Retype all of the records below character for character, leaving out the pictures.

(Records for pointing at named objects)
--------------------------------

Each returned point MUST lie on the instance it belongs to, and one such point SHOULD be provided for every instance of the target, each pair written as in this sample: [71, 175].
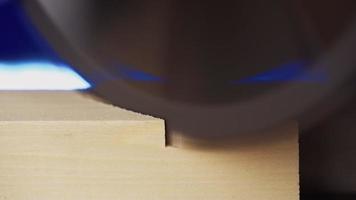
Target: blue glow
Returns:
[39, 76]
[296, 71]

--------------------------------

Task output
Each returned point MUST lie on the instance it belongs to, and one such point SHOULD be provided for every instance of the target, each pair written as in this sample: [71, 175].
Target: blue glow
Returns:
[39, 76]
[296, 71]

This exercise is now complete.